TEXTE À LIRE:
* * *
3. Harry, un ami qui vous veut du bien (Dominik Moll ; 2000)

Nous avons choisi d’étudier plus précisément la scène de Harry, un ami qui vous veut du bien car c’est une situation d’offre plutôt atypique. Harry veut offrir une voiture à Michel et Claire et nous assistons à leur tentative de refus face à ce cadeau « disproportionné ». Nous allons voir comment opère le travail de figuration dans cette représentation. Voici d’abord la scène en intégralité.

Dans la scène suivante, on voit Harry et Claire revenir à la maison de vacances avec le 4X4. Michel est devant la maison et les regarde arriver très étonné. Harry descend du 4X4 très fièrement et Claire est très énervée.

C’est une scène assez longue qui se découpe en deux parties : chez le concessionnaire puis chez Michel et Claire.

Au début de la scène Harry n’explique pas ce qu’il fait et discute avec le vendeur.

Harry ne s’adresse pas encore à Claire mais le spectateur comprend rapidement ses intentions. Depuis le début du film, Harry est présenté comme un personnage inquiétant, envahissant et déterminé. Alors l’enchaînement de la scène du véhicule de Claire qui tombe en panne et de la visite chez le concessionnaire donne les indices nécessaires au spectateur. Dans les premiers échanges, Harry laisse croire que la voiture est pour lui : « il me la faut pour tout de suite ». Puis il se tourne vers Claire qui le suit sans comprendre ce qu’il fait.

Avec cette question Harry dévoile indirectement ses intentions. Il dirige sa question sur le choix de la couleur mais ses intentions apparaissent. Il avance d’ailleurs en deux temps puisqu’il demande d’abord si la couleur va plaire à Michel puis si elle plait à Claire. C’est aussi un moyen de placer une hiérarchie dans les relations entre les personnages. Harry est « obsédé » par Michel depuis le collège.

Claire qui commence à comprendre ce que Harry veut faire, exprime son étonnement et son opposition.

Claire ne se positionne pas encore comme receveur et signale à Harry qu’elle ne souhaite pas acheter une voiture, pour l’instant elle fait comme si Harry demandait des renseignements pour eux. Puis Harry formule son offre.

Harry signale clairement que c’est lui qui achète la voiture et qui la leur offre même si le mot « offre » n’est pas prononcé, peut-être pour atténuer le côté « cadeau ».

Bien entendu Claire va manifester son refus.

Claire qui commence à mesurer l’enjeu de ce qui se passe préfère se diriger vers l’idée que c’est une plaisanterie : « tu plaisantes ↑ ». Mais le personnage inquiétant qu’est Harry laisse peu de place pour croire qu’il plaisante. Cette question apparaît comme le dernier espoir de Claire avant de devoir se défendre contre cette offre.
* * *
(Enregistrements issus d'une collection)
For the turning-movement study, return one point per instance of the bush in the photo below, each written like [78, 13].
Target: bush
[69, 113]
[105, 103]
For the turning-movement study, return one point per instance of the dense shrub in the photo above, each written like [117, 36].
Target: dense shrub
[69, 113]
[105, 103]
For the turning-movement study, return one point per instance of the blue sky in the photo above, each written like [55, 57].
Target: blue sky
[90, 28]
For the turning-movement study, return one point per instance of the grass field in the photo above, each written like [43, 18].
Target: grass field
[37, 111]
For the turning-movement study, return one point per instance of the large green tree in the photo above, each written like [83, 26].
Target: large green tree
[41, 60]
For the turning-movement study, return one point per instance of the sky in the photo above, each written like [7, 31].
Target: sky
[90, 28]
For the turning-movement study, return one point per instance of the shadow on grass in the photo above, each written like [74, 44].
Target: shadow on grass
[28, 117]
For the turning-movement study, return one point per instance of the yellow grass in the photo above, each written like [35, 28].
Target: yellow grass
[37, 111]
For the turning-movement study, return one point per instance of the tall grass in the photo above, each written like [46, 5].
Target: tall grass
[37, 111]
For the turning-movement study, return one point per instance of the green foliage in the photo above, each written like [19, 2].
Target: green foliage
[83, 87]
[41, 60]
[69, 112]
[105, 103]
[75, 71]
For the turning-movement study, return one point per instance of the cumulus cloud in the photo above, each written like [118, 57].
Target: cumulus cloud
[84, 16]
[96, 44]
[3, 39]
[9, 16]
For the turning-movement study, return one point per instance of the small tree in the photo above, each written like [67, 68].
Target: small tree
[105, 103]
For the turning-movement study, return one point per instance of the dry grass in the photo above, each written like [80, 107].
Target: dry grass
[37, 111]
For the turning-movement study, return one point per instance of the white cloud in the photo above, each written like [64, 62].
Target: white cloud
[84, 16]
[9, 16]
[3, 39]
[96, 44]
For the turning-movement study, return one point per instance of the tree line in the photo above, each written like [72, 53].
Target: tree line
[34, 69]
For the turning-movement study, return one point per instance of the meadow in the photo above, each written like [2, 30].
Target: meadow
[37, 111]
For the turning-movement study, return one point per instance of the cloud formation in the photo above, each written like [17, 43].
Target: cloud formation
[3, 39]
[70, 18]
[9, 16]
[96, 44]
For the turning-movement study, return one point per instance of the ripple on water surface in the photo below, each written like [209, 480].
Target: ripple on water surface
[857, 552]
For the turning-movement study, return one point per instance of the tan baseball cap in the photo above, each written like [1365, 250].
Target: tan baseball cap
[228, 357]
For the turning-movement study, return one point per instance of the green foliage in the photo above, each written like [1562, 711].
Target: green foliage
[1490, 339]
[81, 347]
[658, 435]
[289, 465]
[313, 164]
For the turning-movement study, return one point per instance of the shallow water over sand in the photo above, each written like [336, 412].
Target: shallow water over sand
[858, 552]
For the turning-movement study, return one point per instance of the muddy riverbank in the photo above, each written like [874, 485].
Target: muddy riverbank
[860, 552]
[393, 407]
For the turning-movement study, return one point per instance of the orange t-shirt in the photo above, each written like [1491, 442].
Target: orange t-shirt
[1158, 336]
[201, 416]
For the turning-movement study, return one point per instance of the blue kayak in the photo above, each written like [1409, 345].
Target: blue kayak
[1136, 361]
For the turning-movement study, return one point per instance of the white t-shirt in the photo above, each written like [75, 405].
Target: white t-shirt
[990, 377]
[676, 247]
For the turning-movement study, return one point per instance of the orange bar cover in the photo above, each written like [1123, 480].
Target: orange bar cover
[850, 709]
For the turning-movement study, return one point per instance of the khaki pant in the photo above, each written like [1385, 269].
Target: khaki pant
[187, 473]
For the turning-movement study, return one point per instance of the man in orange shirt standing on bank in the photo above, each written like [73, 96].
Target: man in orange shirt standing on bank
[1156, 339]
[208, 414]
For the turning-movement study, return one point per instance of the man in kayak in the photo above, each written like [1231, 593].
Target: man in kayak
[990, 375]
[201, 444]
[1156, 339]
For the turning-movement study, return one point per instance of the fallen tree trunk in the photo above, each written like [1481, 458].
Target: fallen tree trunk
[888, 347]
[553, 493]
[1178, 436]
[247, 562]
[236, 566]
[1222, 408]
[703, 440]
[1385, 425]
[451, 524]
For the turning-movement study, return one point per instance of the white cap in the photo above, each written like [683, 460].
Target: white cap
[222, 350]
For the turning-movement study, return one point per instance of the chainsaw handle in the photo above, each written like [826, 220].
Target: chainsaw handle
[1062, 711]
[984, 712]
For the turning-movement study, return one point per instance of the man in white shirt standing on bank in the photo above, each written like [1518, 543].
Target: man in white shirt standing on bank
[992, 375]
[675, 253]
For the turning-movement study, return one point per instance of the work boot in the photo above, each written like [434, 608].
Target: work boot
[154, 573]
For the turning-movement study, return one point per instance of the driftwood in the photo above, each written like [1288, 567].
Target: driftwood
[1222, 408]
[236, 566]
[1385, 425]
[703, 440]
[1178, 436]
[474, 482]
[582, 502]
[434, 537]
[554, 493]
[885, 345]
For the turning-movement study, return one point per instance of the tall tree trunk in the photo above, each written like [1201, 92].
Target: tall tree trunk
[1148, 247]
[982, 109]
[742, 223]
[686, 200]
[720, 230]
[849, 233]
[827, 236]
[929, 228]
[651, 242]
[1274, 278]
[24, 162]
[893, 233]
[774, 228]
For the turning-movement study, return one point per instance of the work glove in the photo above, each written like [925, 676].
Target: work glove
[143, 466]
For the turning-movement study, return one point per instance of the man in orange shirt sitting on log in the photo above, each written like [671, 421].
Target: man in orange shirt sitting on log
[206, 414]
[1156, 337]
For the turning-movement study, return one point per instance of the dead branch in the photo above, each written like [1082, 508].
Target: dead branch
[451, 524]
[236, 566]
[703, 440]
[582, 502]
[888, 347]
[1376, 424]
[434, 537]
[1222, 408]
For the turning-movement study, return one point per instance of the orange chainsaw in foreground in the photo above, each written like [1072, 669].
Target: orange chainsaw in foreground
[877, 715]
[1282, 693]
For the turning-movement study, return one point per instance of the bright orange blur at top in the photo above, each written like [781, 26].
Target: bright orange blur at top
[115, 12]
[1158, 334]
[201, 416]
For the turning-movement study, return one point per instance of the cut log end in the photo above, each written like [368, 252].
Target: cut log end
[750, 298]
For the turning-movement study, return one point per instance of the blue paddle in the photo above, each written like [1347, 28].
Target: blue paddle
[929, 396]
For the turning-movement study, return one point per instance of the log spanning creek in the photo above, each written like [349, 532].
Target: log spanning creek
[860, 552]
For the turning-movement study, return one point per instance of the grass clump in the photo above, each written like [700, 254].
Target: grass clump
* * *
OBJECTIF DE L'EXERCICE:
Prolongez, s'il vous plaît, l'analyse de la scène où Harry offre une voiture dans Harry, un ami qui vous veut du bien, en reprenant juste après sa dernière phrase.

RÉPONSE À L'EXERCICE:
Offrir une voiture n’est possible que dans des cas bien particuliers. Harry et Michel sont des camarades de classe qui ne se sont pas vus depuis le collège, rien ne permet l’offre d’un cadeau aussi important. Le sentiment de dette est aussi extrêmement présent face à une offre de cet ordre.

Claire tente donc ensuite un refus clair et net qu’elle appuie d’un ton ferme : « ah non non non je t’arrête tout de suite c’est hors de question c’est non (ton ferme) ». Pour son refus, Claire utilise la répétition du « non », une formule plus intense que le non qui est « c’est hors de question », cette formulation est utilisée pour stopper net la proposition et montrer sa ferme intention de refuser.

On pourrait s’attendre à ce que Harry insiste en utilisant des formules du style « allez ça me fait plaisir, j’insiste », mais il choisit un autre stratagème.

Harry choisit de feindre l’étonnement pour tenter de convaincre Claire. Il fait celui qui ne comprend pas pourquoi elle n’accepte pas alors qu’on va voir par la suite qu’il connaît très bien les règles de l’offre.

Claire reste un peu estomaquée de cette question qui ne semble pas que rhétorique et elle ne trouve pas d’argument de réponse. Harry montre ensuite qu’il comprend très bien le problème.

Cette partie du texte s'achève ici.